● **O que fazer**
Transcreva sem nenhuma alteração todas as linhas dos dados abaixo, deixando as imagens de fora da resposta.

● **Dados fornecidos**
▼
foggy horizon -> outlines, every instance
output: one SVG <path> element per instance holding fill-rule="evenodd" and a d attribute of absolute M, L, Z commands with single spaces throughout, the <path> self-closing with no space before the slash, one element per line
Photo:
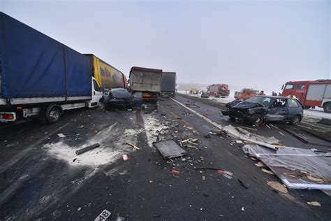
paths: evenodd
<path fill-rule="evenodd" d="M 331 78 L 330 1 L 2 1 L 0 7 L 128 77 L 138 66 L 175 71 L 177 83 L 277 92 L 289 80 Z"/>

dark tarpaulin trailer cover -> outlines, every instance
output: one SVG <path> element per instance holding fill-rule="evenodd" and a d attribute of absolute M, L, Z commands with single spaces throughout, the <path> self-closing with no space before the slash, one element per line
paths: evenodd
<path fill-rule="evenodd" d="M 91 96 L 89 59 L 0 12 L 3 98 Z"/>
▲
● **Resultado final**
foggy horizon -> outlines, every instance
output: one SVG <path> element per instance holding fill-rule="evenodd" and a d attribute of absolute M, L, Z commands with single spaces throughout, the <path> self-closing with no space before the slash, one element per line
Photo:
paths: evenodd
<path fill-rule="evenodd" d="M 331 78 L 330 1 L 2 1 L 0 7 L 128 77 L 138 66 L 175 71 L 177 83 L 277 92 L 289 80 Z"/>

dark tarpaulin trailer cover -> outlines, every instance
output: one SVG <path> element per instance holding fill-rule="evenodd" and a d attribute of absolute M, L, Z commands with single spaces throughout, the <path> self-closing with no space before the slash, one element per line
paths: evenodd
<path fill-rule="evenodd" d="M 91 96 L 89 59 L 0 12 L 3 98 Z"/>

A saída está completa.